### SET TASK
Could you set out the records below as a JSON list of strings, with each line as its own string and blank lines omitted?

======== THE DATA

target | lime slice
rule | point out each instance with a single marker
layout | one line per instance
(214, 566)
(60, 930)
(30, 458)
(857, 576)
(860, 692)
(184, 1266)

================

### ANSWER TO THIS EXERCISE
[
  "target | lime slice",
  "rule | point out each instance with a single marker",
  "layout | one line per instance",
  "(214, 566)",
  "(60, 930)",
  "(30, 458)",
  "(857, 576)",
  "(860, 692)",
  "(184, 1266)"
]